EXERCISE DETAILS: Update the items below by replacing every "Element lookup" with "Item lookup" and leaving everything else as it is.

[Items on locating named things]
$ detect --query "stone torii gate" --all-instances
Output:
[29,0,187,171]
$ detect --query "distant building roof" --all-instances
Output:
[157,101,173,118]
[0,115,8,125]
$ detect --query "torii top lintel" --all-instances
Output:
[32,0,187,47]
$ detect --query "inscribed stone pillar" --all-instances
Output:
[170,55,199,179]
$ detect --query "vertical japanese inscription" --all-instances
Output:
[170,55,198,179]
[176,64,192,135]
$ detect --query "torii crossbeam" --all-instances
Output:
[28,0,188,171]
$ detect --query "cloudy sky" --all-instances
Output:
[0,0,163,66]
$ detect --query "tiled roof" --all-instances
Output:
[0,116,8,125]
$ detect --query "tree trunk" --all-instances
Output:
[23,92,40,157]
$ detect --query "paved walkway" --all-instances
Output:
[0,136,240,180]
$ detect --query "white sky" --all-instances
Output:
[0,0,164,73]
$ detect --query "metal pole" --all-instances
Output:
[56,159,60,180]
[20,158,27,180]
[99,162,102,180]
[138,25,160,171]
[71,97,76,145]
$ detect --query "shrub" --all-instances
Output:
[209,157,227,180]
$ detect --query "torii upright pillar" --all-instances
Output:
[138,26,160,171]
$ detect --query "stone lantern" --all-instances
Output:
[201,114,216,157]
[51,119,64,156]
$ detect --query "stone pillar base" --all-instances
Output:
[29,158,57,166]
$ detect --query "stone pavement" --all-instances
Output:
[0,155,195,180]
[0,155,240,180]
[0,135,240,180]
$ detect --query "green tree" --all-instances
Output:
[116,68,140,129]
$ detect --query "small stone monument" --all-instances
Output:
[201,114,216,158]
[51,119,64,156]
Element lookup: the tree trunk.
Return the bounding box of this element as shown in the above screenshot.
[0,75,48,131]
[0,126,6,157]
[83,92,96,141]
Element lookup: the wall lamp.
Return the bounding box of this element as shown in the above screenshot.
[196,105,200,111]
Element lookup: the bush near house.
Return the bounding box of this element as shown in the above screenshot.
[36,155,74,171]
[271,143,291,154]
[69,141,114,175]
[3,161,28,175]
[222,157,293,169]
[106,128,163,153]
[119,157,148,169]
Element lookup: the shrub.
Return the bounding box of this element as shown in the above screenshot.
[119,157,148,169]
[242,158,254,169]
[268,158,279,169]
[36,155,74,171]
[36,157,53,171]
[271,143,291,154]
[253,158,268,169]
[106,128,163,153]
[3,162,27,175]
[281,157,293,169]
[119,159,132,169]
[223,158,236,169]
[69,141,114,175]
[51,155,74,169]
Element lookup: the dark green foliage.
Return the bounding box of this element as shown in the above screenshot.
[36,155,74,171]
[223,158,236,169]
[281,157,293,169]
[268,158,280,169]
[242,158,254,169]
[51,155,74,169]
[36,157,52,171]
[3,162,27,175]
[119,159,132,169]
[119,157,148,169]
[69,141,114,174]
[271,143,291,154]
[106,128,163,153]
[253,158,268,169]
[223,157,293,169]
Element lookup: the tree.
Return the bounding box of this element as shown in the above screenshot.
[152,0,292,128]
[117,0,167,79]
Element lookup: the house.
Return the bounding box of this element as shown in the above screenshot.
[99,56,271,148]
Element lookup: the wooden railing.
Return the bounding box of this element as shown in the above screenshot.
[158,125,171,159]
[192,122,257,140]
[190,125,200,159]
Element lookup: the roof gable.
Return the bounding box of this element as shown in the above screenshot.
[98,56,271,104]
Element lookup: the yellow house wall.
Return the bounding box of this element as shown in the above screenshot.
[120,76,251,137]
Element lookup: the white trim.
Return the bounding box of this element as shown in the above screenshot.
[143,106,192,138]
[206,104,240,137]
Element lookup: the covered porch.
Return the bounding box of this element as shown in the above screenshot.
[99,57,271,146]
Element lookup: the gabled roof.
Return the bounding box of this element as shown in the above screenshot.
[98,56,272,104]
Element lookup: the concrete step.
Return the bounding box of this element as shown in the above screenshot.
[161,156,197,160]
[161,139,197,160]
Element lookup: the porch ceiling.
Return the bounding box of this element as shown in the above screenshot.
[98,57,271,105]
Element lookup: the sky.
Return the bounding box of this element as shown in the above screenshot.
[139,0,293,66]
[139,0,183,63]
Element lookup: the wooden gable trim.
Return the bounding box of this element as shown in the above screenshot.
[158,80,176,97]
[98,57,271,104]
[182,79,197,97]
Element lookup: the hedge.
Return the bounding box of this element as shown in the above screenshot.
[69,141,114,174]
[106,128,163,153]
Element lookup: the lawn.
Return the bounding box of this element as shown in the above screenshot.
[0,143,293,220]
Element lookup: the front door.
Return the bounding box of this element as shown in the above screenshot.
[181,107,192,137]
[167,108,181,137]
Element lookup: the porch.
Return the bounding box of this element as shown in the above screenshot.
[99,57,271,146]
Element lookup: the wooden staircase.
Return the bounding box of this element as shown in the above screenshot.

RESPONSE:
$ detect --query "stone torii gate" --all-instances
Output:
[29,0,187,171]
$ detect --query "distant building roof" --all-instances
Output:
[157,101,173,118]
[0,115,8,125]
$ detect --query "torii top lintel" --all-instances
Output:
[32,0,187,47]
$ detect --query "inscribed stone pillar" --all-instances
Output:
[170,55,199,179]
$ detect --query "vertical japanese inscription" --all-instances
Output:
[170,55,198,179]
[176,64,192,135]
$ detect --query "torii crossbeam" --all-instances
Output:
[28,0,188,171]
$ detect --query "cloudy sky" --all-instances
Output:
[0,0,163,66]
$ detect --query "tiled roof" --all-instances
Output:
[0,116,8,125]
$ detect --query "tree trunk" --all-instances
Output:
[23,92,40,157]
$ detect --query "paved walkway" --all-instances
Output:
[0,136,240,180]
$ detect --query "white sky" --all-instances
Output:
[0,0,164,73]
$ detect --query "metal pole" --all-instances
Output:
[56,159,60,180]
[20,158,27,180]
[99,162,102,180]
[138,25,160,171]
[71,97,76,145]
$ detect --query "shrub" --all-instances
Output:
[209,157,227,180]
$ detect --query "torii upright pillar" --all-instances
Output:
[138,26,160,171]
$ detect --query "stone lantern" --all-instances
Output:
[201,114,216,157]
[51,119,64,156]
$ detect --query "stone pillar base" --all-instances
Output:
[29,158,57,166]
$ detect --query "stone pavement" --all-instances
Output:
[0,155,195,180]
[0,155,240,180]
[0,135,240,180]
$ detect --query "green tree" --all-instances
Output:
[116,68,140,129]
$ detect --query "small stone monument" --all-instances
Output:
[201,114,216,158]
[51,119,64,156]
Item lookup: the tree trunk.
Return the bounding box of this element as shown in the above screenshot.
[0,75,48,131]
[0,126,6,157]
[83,92,96,141]
Item lookup: the wall lamp.
Return the bounding box of this element as shown in the above screenshot.
[196,105,200,111]
Item lookup: the bush near house.
Return the bounding box of this element as shown in the above screenshot.
[36,155,74,171]
[271,143,291,154]
[69,141,114,175]
[3,161,28,175]
[222,157,293,169]
[106,128,163,153]
[119,157,148,169]
Item lookup: the shrub.
Return the bounding box of this element as shown in the above screenshot.
[119,157,148,169]
[242,158,254,169]
[268,158,279,169]
[36,155,74,171]
[36,157,53,171]
[271,143,291,154]
[253,158,268,169]
[106,128,163,153]
[3,162,27,175]
[281,157,293,169]
[119,159,132,169]
[223,158,236,169]
[69,141,114,175]
[51,155,74,169]
Item lookup: the dark green foliage.
Return the bounding box of this element as shown in the above screenshot.
[36,155,74,171]
[223,158,236,169]
[281,157,293,169]
[268,158,280,169]
[242,158,254,169]
[51,155,74,169]
[36,157,52,171]
[3,162,27,175]
[119,159,132,169]
[119,157,148,169]
[69,141,114,174]
[271,143,291,154]
[106,128,163,153]
[253,158,268,169]
[223,157,293,169]
Item lookup: the tree.
Return the bounding box of this element as shown in the above screenshot.
[152,0,292,128]
[117,0,167,79]
Item lookup: the house.
Return the bounding box of this element as shown in the above screenshot.
[99,56,271,148]
Item lookup: the wooden railing.
Return the bounding box of this element as shown in the above screenshot.
[158,125,171,159]
[192,122,257,140]
[190,125,200,159]
Item lookup: the roof gable.
Return the bounding box of this element as shown in the above screenshot.
[98,56,271,104]
Item lookup: the yellow house wall.
Return the bounding box of this element as shown in the above screenshot.
[120,76,251,137]
Item lookup: the white trim.
Return the bounding box of this element as shown in the above screenshot.
[143,106,192,138]
[206,104,240,137]
Item lookup: the covered porch.
Return the bounding box of this element as shown in the above screenshot.
[99,57,271,146]
Item lookup: the gabled roof.
Return the bounding box of this element as shown in the above screenshot.
[98,56,272,104]
Item lookup: the concrete step.
Return the bounding box of this element as shown in the above screenshot.
[161,156,197,160]
[161,139,197,160]
Item lookup: the porch ceiling.
Return the bounding box of this element as shown in the above screenshot.
[98,57,271,105]
Item lookup: the sky.
Return the bounding box of this element as shown in the above screenshot.
[139,0,293,66]
[139,0,183,63]
Item lookup: the wooden gable trim.
Return the bounding box of this element as shown in the above screenshot.
[158,80,176,97]
[98,57,271,104]
[182,79,197,97]
Item lookup: the hedge.
Return the bounding box of this element as shown in the above screenshot.
[69,141,114,174]
[106,128,163,153]
Item lookup: the lawn.
Return the bounding box of this element as shown in the above screenshot.
[0,143,293,220]
Item lookup: the front door.
Return the bounding box of this element as shown in the above screenshot.
[181,107,192,137]
[167,108,181,137]
Item lookup: the porch.
Return the bounding box of this element as shown in the above screenshot.
[99,57,271,146]
Item lookup: the wooden staircase.
Return the bounding box of this element as shown in the above screenshot.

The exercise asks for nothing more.